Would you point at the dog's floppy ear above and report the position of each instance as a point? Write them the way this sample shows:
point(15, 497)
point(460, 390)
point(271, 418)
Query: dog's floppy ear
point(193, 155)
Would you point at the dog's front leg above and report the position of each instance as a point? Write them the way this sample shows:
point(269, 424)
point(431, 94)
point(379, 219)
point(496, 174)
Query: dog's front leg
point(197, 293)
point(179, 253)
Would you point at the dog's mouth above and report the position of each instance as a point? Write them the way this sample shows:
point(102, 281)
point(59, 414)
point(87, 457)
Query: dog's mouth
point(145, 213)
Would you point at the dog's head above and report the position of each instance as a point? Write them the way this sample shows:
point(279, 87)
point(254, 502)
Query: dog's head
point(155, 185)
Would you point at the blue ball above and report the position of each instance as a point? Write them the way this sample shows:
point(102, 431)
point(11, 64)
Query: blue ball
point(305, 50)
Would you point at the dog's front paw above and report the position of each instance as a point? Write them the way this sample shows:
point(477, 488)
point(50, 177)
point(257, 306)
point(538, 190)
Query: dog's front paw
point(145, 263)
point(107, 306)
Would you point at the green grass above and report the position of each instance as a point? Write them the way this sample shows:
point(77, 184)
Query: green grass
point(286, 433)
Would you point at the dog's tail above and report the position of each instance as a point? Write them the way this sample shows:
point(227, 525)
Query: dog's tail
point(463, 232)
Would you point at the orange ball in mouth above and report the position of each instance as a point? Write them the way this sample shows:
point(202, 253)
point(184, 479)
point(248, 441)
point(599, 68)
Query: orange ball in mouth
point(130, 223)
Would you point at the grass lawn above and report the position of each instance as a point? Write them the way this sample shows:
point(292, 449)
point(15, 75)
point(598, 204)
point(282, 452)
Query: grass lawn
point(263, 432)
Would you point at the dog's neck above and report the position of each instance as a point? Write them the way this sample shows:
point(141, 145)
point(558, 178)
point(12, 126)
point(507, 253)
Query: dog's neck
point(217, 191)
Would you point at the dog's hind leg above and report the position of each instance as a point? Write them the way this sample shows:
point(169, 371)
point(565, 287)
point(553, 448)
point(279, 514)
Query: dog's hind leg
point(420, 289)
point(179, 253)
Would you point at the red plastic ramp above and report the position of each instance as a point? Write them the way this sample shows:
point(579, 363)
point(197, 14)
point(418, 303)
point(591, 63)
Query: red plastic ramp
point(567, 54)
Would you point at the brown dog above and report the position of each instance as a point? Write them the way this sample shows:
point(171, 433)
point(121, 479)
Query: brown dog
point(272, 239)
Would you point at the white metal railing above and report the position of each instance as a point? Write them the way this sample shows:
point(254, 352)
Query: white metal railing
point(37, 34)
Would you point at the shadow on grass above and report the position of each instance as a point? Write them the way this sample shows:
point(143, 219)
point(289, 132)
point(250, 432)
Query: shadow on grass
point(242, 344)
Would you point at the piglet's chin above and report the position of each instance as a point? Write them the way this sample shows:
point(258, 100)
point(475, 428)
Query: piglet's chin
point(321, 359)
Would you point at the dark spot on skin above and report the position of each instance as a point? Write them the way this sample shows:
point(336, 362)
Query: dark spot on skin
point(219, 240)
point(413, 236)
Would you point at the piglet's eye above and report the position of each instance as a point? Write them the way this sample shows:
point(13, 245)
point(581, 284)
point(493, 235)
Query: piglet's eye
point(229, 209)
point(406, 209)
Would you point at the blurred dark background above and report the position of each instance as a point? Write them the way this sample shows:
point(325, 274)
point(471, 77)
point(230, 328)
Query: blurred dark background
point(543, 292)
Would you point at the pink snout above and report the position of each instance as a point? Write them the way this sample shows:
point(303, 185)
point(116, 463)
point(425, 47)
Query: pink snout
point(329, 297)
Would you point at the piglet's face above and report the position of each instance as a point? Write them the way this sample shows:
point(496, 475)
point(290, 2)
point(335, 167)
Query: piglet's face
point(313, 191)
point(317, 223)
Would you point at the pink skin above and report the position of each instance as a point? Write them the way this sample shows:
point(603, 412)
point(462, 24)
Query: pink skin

* [ZU ERSTELLEN] Gib sämtliche Zeilen aller Einträge unverändert zurück.

* [DAS ERGEBNIS]
Would you point at the dog's floppy ear above and report the position of each instance as a point? Write them the way this sample shows:
point(15, 497)
point(460, 390)
point(271, 418)
Query: dog's floppy ear
point(193, 155)
Would you point at the dog's front leg above and report the position of each instance as a point? Write them the way this sample shows:
point(269, 424)
point(431, 94)
point(379, 219)
point(496, 174)
Query: dog's front leg
point(197, 293)
point(179, 253)
Would you point at the dog's mouth above and report the position of each instance as a point? Write them the way this sample shows:
point(102, 281)
point(59, 414)
point(87, 457)
Query: dog's mouth
point(145, 213)
Would you point at the dog's head above and report the position of each instance as a point? Write them the way this sample shows:
point(279, 87)
point(254, 502)
Query: dog's head
point(155, 185)
Would you point at the blue ball above and report the position of each instance as a point? Write them the way this sample shows:
point(102, 431)
point(11, 64)
Query: blue ball
point(305, 50)
Would you point at the dog's front paw above and report the position of each instance as a point? Write them the way this sample shows:
point(477, 488)
point(50, 177)
point(257, 306)
point(538, 190)
Query: dog's front paw
point(145, 263)
point(107, 306)
Would you point at the green grass above and report the position of each instance as a point? Write them the way this sample shows:
point(77, 184)
Query: green grass
point(286, 433)
Would you point at the dog's tail above and report the position of each instance as a point? Write them the way this sample shows:
point(227, 525)
Query: dog's tail
point(463, 232)
Would you point at the orange ball in mouth above and report the position of each instance as a point? Write them the way this sample shows:
point(202, 253)
point(184, 479)
point(248, 441)
point(599, 68)
Query: orange ball in mouth
point(130, 223)
Would you point at the grass lawn above and report the position of each instance as a point? Write them the way this sample shows:
point(292, 449)
point(15, 75)
point(598, 204)
point(282, 452)
Query: grass lawn
point(263, 432)
Would you point at the dog's neck above and report the position of each instance as a point? Write them the way this sample shows:
point(141, 145)
point(558, 178)
point(12, 126)
point(507, 253)
Query: dog's neck
point(217, 191)
Would you point at the dog's hind leg above and report the position of each instance as a point? Write them the way this sample shows:
point(169, 371)
point(565, 287)
point(553, 448)
point(279, 514)
Query: dog's hind leg
point(420, 289)
point(179, 253)
Would you point at the red plastic ramp above and report the position of each instance as a point? Write them the way this sample shows:
point(579, 363)
point(197, 14)
point(418, 303)
point(591, 63)
Query: red plastic ramp
point(567, 54)
Would you point at the brown dog above and report the position of each instance as a point? Write them the way this sample shows:
point(171, 433)
point(121, 479)
Query: brown dog
point(272, 239)
Would you point at the white metal railing above and report the position of each instance as a point? Write them the way this sample shows:
point(254, 352)
Query: white metal railing
point(37, 34)
Would you point at the shadow on grass above and report the position of each instance as a point? Write them the way this sample shows:
point(143, 219)
point(289, 132)
point(250, 432)
Query: shadow on grass
point(242, 344)
Would you point at the piglet's chin above and report the position of each instance as a point? Write them the way this sample shows:
point(258, 100)
point(475, 428)
Query: piglet's chin
point(321, 359)
Would you point at the dark spot on skin above and report the position of each instance as a point? Write them the way this sample shows:
point(336, 362)
Query: dark spot on skin
point(219, 240)
point(413, 236)
Would you point at the piglet's eye above and report the position of each instance as a point? Write them the way this sample shows:
point(13, 245)
point(581, 284)
point(493, 235)
Query: piglet's eye
point(229, 209)
point(406, 209)
Would you point at the blurred dark background above and report the position of each instance as a point? Write them the way this sample shows:
point(325, 274)
point(471, 77)
point(230, 328)
Query: blurred dark background
point(543, 292)
Would you point at the pink snout above and report the position of each instance as a point? Write them the way this sample shows:
point(303, 185)
point(116, 463)
point(425, 47)
Query: pink snout
point(329, 297)
Would you point at the piglet's face above and report the position of each instance as a point? Write them the way this sample shows:
point(496, 475)
point(290, 2)
point(335, 167)
Query: piglet's face
point(313, 191)
point(317, 223)
Would you point at the pink skin above and report the position of each instance as a point? Write them the way this sample shows:
point(603, 412)
point(462, 24)
Query: pink skin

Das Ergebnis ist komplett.